EXERCISE TEXT |
───

Jennifer has a bookcase with her cookbooks tidily displayed. They are accessible and ready to inspire. This may have something to do with why & how she fed us so well, with delicious meals made from scratch. This is a three-fold influence: Display. Tidy. Prepare. My friends' home lovingly, artfully, displays everything that is treasured, and appreciated, neatly, thoughtfully. The calm and clear approach to home-keeping not only feels warm, hospitable, and soothing, but it incites feelings of preparedness, and appreciation.
Her effect... I filled three very big boxes of stuff to donate, and then I donated them. {Whoa! That last step. Miraculous. I know some of you will know what I am saying there.} I moved a chest that functions as a stash-junk-surface, and knee banger {Sorry, friends, for leaving that oversized beast where everyone got a turn to bruise themselves.} The chest is out, and this shelf is in. One third of the cookbooks are out, and the favored ones are on probation! Display. Tidy. Prepare. Plus PURGE! Every best intention I have for this new leaf I am turning begins with THE URGE TO PURGE.
One shelf, and a lot of motivation to make life simpler, brighter, lighter, neater, calmer, New Englander. It's a very, very, very small step on a decathlon-like journey. Normally, following the pattern of my entire life, I would be packing us to move. That's how it's always been, every 2, 3, or 4 years. Pack it all up, move, and start-over some place new. But we are home, now. And I am determined to learn how to live in my own home. And, as long as I am opening up with my personally challenging obstacles, and foibles, I will add... This is very hard emotionally. I am trying to confront my weaknesses, my shortcomings, the minor and distressing life-dramas that have sent me down dark paths, into apathy, mired beneath the heavy weight of uncertainty. Sad things. Sharp, piercing, mean thoughts, grains of doubt that have amassed into shifting dunes. Those parts of aging and being human, injuries, ailments, confrontations, that knocked me down... I seem to have lost some resilience, it takes longer to get up, again. And yes, I hesitate to declare that 'I am turning over new leaves,' because of those heavy doubts and shifting sands. They will, undoubtedly push me over, again. It's tempting to succumb, to pretend I am indifferent. You cannot fail what you don't attempt to begin with. But. No. I am turning over leaves, new ones, old ones, dear ones, and trying, once more, and another, afresh.
With Infinity More Monkeys, a picture a day.
4 comments:
Love the bookshelf and please keep sharing - I need some New Englander inspiration too! Keep going ...
It's a lovely and funny experience to see a home through someone else's eyes. Remember that you saw that garage full of boxes still unpacked, that studio where there's barely an inch of open space on the floor to stand. I need to settle in here, believe it's really home, sort and discard and display and arrange. Meanwhile I'm happy to think of you re-feathering the nest....
New Englander inspiration is good stuff!
Thank you for the encouragement.
Garage? Full of boxes? hmmmm.... I saw a loved home, two dedicated and hardworking people with great heaps of hospitality and generosity. I saw beautiful art, lovingly curated. I saw comfort, warmth, thoughtfulness, the tools of creativity, and countless inspiring ideas, sentiments, actions, reflections, and You. Could it be? If we could see ourselves, as we see each other... how much gentler our beliefs could be, how much easier to enjoy our accomplishments and still be inspired to go further? I recognize what you are saying about settling in, being home, because I am in that same place, too. But, know this: I am in awe, full of admiration of your integrity and diligence, of what is already good and evident in your home and life. You are my inspiration.

───

INFORMATION PROVIDED |
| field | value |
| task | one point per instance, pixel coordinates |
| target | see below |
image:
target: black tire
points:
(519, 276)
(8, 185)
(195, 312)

───

CHECK YOUR UNDERSTANDING |
1. In the bookcase text above, list every word or phrase that follows "a lot of motivation to make life" and describes how the writer wants life to become.
2. Quote the bookcase text above, starting with "Garage? Full of" and going on through "are my inspiration.".

TASK-BY-TASK RESULTS |
1. simpler, brighter, lighter, neater, calmer, New Englander

2.
Garage? Full of boxes? hmmmm.... I saw a loved home, two dedicated and hardworking people with great heaps of hospitality and generosity. I saw beautiful art, lovingly curated. I saw comfort, warmth, thoughtfulness, the tools of creativity, and countless inspiring ideas, sentiments, actions, reflections, and You. Could it be? If we could see ourselves, as we see each other... how much gentler our beliefs could be, how much easier to enjoy our accomplishments and still be inspired to go further? I recognize what you are saying about settling in, being home, because I am in that same place, too. But, know this: I am in awe, full of admiration of your integrity and diligence, of what is already good and evident in your home and life. You are my inspiration.